>> BEGIN ROWS

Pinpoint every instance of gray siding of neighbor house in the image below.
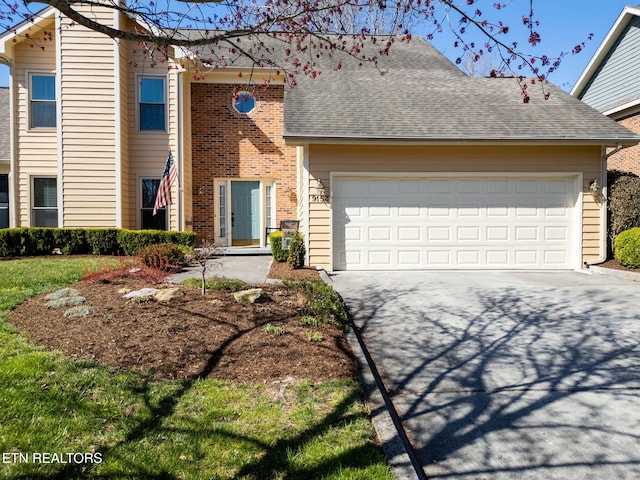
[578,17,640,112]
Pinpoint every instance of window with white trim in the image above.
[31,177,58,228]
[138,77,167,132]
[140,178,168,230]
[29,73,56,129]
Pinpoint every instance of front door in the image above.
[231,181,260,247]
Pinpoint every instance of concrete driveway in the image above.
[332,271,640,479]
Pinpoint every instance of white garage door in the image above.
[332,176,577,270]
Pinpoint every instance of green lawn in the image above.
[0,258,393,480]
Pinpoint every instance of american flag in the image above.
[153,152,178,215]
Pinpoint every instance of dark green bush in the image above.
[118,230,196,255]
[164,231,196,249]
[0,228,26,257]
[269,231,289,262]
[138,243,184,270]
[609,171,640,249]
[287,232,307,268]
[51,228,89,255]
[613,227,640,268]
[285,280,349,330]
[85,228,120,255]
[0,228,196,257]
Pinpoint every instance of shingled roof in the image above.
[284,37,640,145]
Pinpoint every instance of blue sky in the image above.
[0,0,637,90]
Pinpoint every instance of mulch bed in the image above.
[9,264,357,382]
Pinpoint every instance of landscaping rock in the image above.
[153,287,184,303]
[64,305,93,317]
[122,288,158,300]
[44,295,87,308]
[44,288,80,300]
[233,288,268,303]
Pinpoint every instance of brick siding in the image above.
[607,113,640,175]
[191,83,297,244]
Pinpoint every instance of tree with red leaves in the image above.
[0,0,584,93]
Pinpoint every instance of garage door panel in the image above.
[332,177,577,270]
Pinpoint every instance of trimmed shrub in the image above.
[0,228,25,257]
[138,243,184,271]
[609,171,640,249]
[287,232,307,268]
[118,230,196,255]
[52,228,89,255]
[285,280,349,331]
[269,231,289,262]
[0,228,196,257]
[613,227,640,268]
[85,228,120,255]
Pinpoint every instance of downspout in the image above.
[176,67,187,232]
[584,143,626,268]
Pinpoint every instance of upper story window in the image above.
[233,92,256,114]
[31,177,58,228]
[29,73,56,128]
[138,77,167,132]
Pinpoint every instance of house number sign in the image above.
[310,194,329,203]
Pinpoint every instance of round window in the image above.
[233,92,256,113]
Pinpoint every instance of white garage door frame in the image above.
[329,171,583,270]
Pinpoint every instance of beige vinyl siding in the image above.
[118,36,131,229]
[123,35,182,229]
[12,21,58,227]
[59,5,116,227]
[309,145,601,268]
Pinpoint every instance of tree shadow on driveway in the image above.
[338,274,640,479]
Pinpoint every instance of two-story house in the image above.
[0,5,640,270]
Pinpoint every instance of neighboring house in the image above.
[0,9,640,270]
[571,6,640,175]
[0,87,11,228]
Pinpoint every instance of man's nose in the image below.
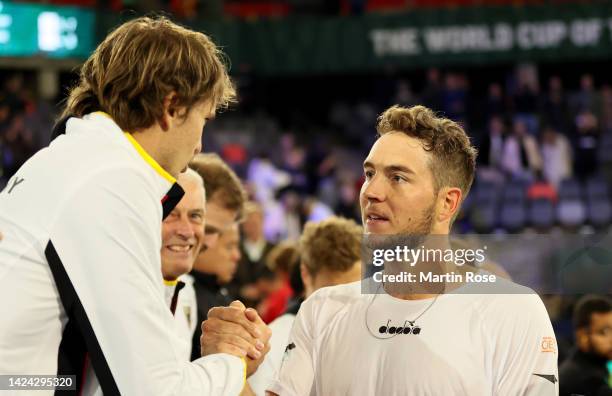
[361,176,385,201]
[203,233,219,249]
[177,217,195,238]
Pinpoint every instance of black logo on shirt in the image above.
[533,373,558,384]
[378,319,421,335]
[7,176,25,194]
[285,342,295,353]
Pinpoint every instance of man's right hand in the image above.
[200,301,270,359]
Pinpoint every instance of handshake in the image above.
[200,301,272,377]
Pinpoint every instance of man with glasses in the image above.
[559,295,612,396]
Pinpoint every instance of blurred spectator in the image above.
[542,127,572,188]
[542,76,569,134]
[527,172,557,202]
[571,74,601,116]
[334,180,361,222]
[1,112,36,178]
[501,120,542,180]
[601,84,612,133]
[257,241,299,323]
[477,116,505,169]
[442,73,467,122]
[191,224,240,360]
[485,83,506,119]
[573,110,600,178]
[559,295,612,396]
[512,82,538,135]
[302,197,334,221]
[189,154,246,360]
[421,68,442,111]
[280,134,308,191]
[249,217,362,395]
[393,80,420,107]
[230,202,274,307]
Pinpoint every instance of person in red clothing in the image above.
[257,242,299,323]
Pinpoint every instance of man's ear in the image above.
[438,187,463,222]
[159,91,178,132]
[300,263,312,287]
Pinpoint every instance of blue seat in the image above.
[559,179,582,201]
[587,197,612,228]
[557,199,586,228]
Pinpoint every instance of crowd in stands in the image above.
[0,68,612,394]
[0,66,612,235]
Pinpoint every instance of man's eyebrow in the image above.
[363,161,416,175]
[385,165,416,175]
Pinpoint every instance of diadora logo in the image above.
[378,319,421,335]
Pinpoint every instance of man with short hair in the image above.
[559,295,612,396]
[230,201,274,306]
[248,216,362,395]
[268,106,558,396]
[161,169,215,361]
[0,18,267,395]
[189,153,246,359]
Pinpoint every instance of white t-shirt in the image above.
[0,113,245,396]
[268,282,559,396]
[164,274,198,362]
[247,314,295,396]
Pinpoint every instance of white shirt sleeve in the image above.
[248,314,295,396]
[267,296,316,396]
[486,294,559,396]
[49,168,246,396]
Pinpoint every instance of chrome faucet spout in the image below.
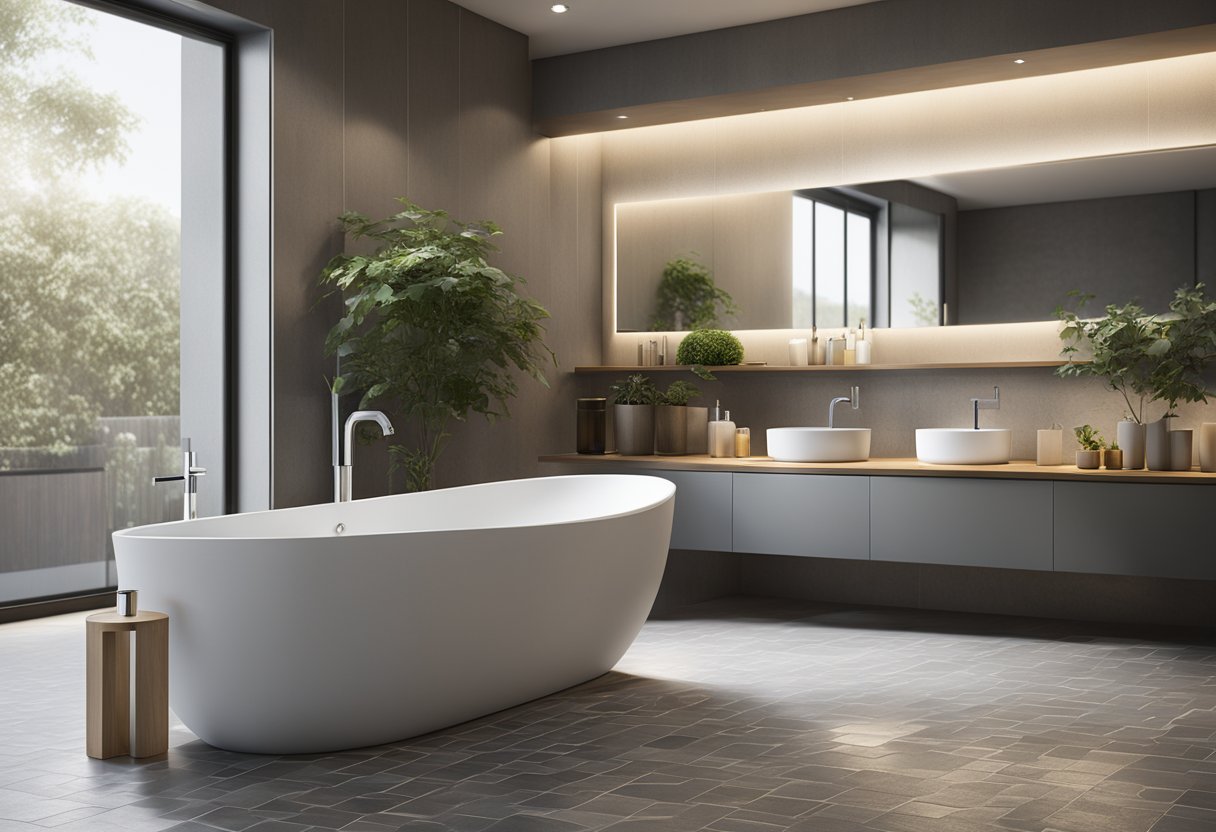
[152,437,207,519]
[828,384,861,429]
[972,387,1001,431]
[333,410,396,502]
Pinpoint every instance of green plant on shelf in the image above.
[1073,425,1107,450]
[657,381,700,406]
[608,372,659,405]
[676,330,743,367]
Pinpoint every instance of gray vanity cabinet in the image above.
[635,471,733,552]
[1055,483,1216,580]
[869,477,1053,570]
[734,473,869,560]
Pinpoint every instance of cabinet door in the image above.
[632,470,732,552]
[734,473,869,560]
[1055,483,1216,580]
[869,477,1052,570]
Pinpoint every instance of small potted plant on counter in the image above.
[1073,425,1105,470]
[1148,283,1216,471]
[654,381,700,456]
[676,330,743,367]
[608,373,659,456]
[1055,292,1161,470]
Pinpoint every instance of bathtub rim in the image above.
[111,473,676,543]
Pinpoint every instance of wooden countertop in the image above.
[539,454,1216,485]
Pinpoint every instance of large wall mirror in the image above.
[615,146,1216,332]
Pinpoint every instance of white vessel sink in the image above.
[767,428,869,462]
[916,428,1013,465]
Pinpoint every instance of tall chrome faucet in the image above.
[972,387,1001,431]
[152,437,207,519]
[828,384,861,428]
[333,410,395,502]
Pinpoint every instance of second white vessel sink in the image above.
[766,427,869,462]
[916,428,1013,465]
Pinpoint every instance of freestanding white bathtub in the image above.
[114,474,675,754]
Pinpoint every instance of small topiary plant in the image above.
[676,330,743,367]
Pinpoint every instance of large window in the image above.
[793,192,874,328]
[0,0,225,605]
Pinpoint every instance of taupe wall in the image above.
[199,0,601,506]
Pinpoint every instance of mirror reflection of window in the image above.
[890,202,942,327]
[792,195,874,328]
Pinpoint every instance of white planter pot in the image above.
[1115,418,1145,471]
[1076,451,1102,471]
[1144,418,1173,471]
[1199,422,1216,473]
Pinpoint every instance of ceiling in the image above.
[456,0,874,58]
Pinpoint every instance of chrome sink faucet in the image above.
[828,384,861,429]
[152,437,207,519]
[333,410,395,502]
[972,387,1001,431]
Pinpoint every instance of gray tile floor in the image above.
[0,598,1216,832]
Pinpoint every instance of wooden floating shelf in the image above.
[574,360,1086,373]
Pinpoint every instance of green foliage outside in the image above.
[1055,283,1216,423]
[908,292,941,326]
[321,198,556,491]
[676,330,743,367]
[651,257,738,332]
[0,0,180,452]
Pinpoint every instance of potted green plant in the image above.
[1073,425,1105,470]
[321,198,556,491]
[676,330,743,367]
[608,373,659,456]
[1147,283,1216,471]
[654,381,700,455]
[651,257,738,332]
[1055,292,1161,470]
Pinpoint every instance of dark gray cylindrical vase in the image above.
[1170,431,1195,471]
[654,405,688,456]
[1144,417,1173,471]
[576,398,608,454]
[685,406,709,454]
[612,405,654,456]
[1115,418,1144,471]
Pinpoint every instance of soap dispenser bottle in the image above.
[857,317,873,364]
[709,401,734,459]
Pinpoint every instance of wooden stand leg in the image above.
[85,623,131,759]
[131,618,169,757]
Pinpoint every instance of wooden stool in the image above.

>> END ROWS
>> BEGIN ROWS

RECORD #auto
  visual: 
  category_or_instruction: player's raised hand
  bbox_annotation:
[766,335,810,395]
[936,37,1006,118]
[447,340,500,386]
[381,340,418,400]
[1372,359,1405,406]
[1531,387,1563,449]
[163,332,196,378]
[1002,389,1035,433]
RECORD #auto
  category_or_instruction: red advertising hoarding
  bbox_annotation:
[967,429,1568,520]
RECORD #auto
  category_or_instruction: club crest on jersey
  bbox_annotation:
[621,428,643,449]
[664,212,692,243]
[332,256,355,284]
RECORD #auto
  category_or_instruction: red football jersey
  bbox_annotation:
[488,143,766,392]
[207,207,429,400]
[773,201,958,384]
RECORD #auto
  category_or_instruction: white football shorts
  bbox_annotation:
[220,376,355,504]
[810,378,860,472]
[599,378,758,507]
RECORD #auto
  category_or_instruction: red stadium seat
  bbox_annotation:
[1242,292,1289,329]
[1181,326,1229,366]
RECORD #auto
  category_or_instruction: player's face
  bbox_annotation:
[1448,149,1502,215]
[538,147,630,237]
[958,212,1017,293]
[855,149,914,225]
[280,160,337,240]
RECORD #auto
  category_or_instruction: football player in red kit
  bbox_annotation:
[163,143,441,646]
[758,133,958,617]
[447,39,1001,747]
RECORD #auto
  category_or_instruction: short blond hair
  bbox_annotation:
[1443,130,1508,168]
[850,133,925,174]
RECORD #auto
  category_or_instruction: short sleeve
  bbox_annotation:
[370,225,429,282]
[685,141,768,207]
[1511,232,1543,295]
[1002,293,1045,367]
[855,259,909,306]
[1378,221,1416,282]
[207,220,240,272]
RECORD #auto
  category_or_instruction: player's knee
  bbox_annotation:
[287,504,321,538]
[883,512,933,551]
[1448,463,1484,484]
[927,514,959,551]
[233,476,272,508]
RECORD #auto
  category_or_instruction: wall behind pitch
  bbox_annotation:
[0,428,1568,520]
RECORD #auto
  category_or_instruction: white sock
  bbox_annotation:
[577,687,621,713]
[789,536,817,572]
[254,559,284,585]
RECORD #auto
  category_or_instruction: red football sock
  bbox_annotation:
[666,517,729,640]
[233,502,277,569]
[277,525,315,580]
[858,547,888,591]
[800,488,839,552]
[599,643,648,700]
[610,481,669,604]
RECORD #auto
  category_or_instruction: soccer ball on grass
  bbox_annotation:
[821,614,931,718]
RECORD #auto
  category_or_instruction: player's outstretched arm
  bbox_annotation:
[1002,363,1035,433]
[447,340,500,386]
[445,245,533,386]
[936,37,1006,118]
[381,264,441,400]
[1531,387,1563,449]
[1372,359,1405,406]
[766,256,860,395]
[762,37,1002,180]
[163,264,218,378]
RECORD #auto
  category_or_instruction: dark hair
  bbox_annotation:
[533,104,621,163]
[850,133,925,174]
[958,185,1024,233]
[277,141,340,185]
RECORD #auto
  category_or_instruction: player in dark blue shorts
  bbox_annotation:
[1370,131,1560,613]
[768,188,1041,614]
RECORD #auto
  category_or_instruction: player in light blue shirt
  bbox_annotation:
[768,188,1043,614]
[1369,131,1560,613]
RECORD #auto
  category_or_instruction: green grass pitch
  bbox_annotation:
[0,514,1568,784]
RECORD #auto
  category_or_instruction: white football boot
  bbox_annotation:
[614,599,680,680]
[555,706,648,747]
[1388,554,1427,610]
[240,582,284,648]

>> END ROWS

# INSTRUCTION
Rescale the records from the line that has "Pinpoint every instance of green plant" through the line that has "[869,477,1052,570]", including both of those lines. Write out every line in that span, keeping the text lines unchanged, and multiply each bounding-box coordinate by 1.8, rounding to whole numbers with halves rounded up.

# ANSWER IN FULL
Pinpoint every instance of green plant on shelf in the image above.
[1931,765,1993,810]
[1183,686,1260,731]
[1094,670,1186,729]
[1217,594,1337,661]
Pinpoint every instance of gray vanity cabinet in the image above.
[1143,848,1319,994]
[1899,869,2189,1044]
[1564,859,1895,1026]
[1321,851,1564,1008]
Pinpoint every instance of cabinet door in the image above.
[1138,846,1318,994]
[1321,851,1564,1008]
[1899,869,2189,1044]
[1564,859,1894,1026]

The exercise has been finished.